■ Schriftliche Anweisung A: Gib aus dem Seitenauszug unten den Abschnitt von „Die Piratin Marina“ bis einschließlich „hatte er recht?“ wörtlich wieder.

■ Seitenauszug:
Die Piratin Marina Weisband hat ein Buch über Demokratie geschrieben: Politik soll Menschen glücklich machen - irgendwie
Im Herbst 2011 war es eine ernste Frage, ob man die Berliner Piraten ins Abgeordnetenhaus wählen sollte. Dafür sprachen auch die Fortschritte des digitalen Wandels, aber nicht sie allein. Es fehlte in der Stadt eine politische Kraft, der man glauben mochte, dass sie Bürger als Bürger ernst nehmen wollte, eine liberale Kraft jenseits von Milieuschutzfuror, Rücksichtnahmen auf Bezirksverbände, und unbelastet von allzu viel Vergangenheit. Da boten die Piraten etwas Neues - und dem Wähler die Möglichkeit, sich politisch nicht so genau festzulegen. Das sei alles ziemlich pubertär, höhnte ein Freund. Aber hatte er recht?
Über die Absichten der Piratenpartei und deren kurze Geschichte ließe man sich von niemandem lieber aufklären als von Marina Weisband. Dank ihrer Biografie müsste sie über die richtige Mischung aus Distanz und Nähe verfügen. Geboren in Kiew, kam sie mit ihrer Familie Mitte der Neunzigerjahre nach Deutschland, 2009 trat sie in die Piratenpartei ein, gut ein Jahr war sie deren Politische Geschäftsführerin, bis sie sich im Mai 2012 verabschiedete, auch um ihr Psychologie-Studium zu beenden. In ihrem ersten Buch erzählt sie 'kurz aus dem Leben', räsoniert über 'politische Systeme' und trägt nachdenkliche Sätze über 'Menschen in der Politik zusammen'. Leider ist 'Wir nennen es Politik' gründlich misslungen. Es steht fast nichts darin außer Absichtserklärungen und Thesen, die keinen zweiten Blick vertragen. Über ihr Leben berichtet Weisband zurückhaltend, mit sympathischer Diskretion. Da bleibt als Fazit nur: Politiker sind auch nur Menschen. Echt?

■ Bereitgestelltes Material:

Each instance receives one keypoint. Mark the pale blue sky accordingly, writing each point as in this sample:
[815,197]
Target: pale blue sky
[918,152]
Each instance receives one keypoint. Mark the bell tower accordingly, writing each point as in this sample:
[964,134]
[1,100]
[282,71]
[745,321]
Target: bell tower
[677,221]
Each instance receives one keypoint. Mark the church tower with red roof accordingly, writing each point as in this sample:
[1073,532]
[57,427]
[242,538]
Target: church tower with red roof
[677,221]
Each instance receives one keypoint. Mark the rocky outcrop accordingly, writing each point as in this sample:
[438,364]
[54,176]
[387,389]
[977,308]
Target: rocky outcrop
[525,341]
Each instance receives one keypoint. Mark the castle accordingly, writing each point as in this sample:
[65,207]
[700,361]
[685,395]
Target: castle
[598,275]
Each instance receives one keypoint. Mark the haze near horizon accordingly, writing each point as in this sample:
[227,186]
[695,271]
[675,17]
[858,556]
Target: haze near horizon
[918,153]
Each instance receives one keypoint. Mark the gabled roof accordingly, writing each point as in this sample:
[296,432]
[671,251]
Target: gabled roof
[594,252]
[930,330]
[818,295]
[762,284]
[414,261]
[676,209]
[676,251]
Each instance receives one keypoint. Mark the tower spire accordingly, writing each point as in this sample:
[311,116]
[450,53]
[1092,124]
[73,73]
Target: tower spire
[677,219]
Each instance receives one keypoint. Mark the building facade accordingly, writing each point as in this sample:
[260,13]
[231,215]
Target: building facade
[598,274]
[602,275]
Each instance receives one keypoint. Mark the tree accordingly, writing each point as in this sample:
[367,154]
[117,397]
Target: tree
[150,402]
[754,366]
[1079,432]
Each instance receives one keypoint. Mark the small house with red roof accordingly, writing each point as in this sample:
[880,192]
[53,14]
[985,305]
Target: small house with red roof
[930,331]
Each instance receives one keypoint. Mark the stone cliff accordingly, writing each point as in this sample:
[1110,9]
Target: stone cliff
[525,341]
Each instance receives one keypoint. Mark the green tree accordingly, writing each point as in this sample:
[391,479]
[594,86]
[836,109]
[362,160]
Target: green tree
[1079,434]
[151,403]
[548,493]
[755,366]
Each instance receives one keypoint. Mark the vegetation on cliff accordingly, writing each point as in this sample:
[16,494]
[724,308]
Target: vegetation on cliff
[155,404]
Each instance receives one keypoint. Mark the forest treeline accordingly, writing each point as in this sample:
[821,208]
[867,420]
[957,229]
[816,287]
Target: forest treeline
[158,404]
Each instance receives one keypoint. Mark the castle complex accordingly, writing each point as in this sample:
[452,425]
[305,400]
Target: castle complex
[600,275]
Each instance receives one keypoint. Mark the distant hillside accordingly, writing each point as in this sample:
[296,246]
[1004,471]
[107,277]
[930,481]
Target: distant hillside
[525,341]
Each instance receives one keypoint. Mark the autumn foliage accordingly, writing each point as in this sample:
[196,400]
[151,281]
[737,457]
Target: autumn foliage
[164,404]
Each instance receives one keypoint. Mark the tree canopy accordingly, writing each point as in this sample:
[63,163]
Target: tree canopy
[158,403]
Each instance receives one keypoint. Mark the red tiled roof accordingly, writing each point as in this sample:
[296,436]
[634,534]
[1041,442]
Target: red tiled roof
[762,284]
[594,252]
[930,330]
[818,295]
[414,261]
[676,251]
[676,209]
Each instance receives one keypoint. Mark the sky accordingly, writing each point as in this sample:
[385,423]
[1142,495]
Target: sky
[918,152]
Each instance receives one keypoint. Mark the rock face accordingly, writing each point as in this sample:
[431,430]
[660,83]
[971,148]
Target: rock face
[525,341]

■ Schriftliche Anweisung B: Ermittle bitte jede Zeile der Einträge oben, in der das Wort „green“ vorkommt, und schreib diese Zeilen unverändert ab.

■ Ergebnis der Übung A:
Die Piratin Marina Weisband hat ein Buch über Demokratie geschrieben: Politik soll Menschen glücklich machen - irgendwie
Im Herbst 2011 war es eine ernste Frage, ob man die Berliner Piraten ins Abgeordnetenhaus wählen sollte. Dafür sprachen auch die Fortschritte des digitalen Wandels, aber nicht sie allein. Es fehlte in der Stadt eine politische Kraft, der man glauben mochte, dass sie Bürger als Bürger ernst nehmen wollte, eine liberale Kraft jenseits von Milieuschutzfuror, Rücksichtnahmen auf Bezirksverbände, und unbelastet von allzu viel Vergangenheit. Da boten die Piraten etwas Neues - und dem Wähler die Möglichkeit, sich politisch nicht so genau festzulegen. Das sei alles ziemlich pubertär, höhnte ein Freund. Aber hatte er recht?

■ Ergebnis der Übung B:
Each instance receives one keypoint. Mark the green tree accordingly, writing each point as in this sample:
Target: green tree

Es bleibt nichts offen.